▸ **READING TEXT**:

Welcome to Regression Alert, your weekly guide to using regression to predict the future with uncanny accuracy.
For those who are new to the feature, here's the deal: every week, I dive into the topic of regression to the mean. Sometimes, I'll explain what it really is, why you hear so much about it, and how you can harness its power for yourself. Sometimes, I'll give some practical examples of regression at work.
In weeks where I'm giving practical examples, I will select a metric to focus on. I'll rank all players in the league according to that metric and separate the top players into Group A and the bottom players into Group B. I will verify that the players in Group A have outscored the players in Group B to that point in the season. And then I will predict that, by the magic of regression, Group B will outscore Group A going forward.
Crucially, I don't get to pick my samples (other than choosing which metric to focus on). If I'm looking at receivers and Justin Jefferson is one of the top performers in my sample, then Justin Jefferson goes into Group A, and may the fantasy gods show mercy on my predictions.

▸ **STORED DATA**:

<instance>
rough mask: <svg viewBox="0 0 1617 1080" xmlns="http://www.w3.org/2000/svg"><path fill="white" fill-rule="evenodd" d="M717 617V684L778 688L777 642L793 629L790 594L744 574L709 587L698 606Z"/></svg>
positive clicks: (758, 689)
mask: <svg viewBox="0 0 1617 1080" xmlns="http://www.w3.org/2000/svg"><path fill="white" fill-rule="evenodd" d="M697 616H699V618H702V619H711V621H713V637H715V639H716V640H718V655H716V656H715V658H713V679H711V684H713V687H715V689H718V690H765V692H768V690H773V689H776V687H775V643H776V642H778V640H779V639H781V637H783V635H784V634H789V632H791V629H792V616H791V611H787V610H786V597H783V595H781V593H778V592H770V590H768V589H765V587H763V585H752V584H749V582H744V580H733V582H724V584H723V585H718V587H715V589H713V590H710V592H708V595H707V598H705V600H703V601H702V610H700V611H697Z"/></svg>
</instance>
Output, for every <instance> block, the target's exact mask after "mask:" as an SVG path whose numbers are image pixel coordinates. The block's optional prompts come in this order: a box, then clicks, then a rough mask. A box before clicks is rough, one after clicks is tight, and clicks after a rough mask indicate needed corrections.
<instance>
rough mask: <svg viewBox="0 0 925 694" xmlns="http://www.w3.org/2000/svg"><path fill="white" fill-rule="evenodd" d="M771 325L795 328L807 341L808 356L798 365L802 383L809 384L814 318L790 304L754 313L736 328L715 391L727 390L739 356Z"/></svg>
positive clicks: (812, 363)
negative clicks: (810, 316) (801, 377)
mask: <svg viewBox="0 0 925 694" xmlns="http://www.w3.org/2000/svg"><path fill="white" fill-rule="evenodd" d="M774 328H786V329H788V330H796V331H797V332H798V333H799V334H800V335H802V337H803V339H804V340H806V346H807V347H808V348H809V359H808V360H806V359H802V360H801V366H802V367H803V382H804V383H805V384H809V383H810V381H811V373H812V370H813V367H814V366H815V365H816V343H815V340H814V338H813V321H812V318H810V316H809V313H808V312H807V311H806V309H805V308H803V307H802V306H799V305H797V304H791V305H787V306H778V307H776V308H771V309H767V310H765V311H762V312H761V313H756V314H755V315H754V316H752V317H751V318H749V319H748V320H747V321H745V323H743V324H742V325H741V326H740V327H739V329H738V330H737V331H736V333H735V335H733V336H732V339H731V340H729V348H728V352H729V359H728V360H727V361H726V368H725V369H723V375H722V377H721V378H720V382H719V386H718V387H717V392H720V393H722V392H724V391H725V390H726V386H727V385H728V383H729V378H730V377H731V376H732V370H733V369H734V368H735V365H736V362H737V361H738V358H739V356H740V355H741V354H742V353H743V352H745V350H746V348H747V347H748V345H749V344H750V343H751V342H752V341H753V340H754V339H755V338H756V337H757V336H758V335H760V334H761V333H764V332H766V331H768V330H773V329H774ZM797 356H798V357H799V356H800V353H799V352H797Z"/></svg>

▸ **TO DO**:
• A. For each statement about the Regression Alert text, answer yes or no and quote the exact words of the text that decide it. (i) The feature appears every week. (ii) The writer decides which players go into Group A and Group B. (iii) The writer predicts that Group B will outscore Group A going forward.
• B. Convert only the lines of the records starting at the line that contains "</instance>" and ending at the line that contains "positive clicks: (812, 363)", both included, into a JSON list of strings with one string per line and no blank lines.
The Regression Alert text and the records are unrelated material.

▸ **EXPECTED RESULTS**:
• A.
(i) Yes: "your weekly guide"
(ii) No: "Crucially, I don't get to pick my samples (other than choosing which metric to focus on)."
(iii) Yes: "Group B will outscore Group A going forward"

• B.
[
  "</instance>",
  "Output, for every <instance> block, the target's exact mask after \"mask:\" as an SVG path whose numbers are image pixel coordinates. The block's optional prompts come in this order: a box, then clicks, then a rough mask. A box before clicks is rough, one after clicks is tight, and clicks after a rough mask indicate needed corrections.",
  "<instance>",
  "rough mask: <svg viewBox=\"0 0 925 694\" xmlns=\"http://www.w3.org/2000/svg\"><path fill=\"white\" fill-rule=\"evenodd\" d=\"M771 325L795 328L807 341L808 356L798 365L802 383L809 384L814 318L790 304L754 313L736 328L715 391L727 390L739 356Z\"/></svg>",
  "positive clicks: (812, 363)"
]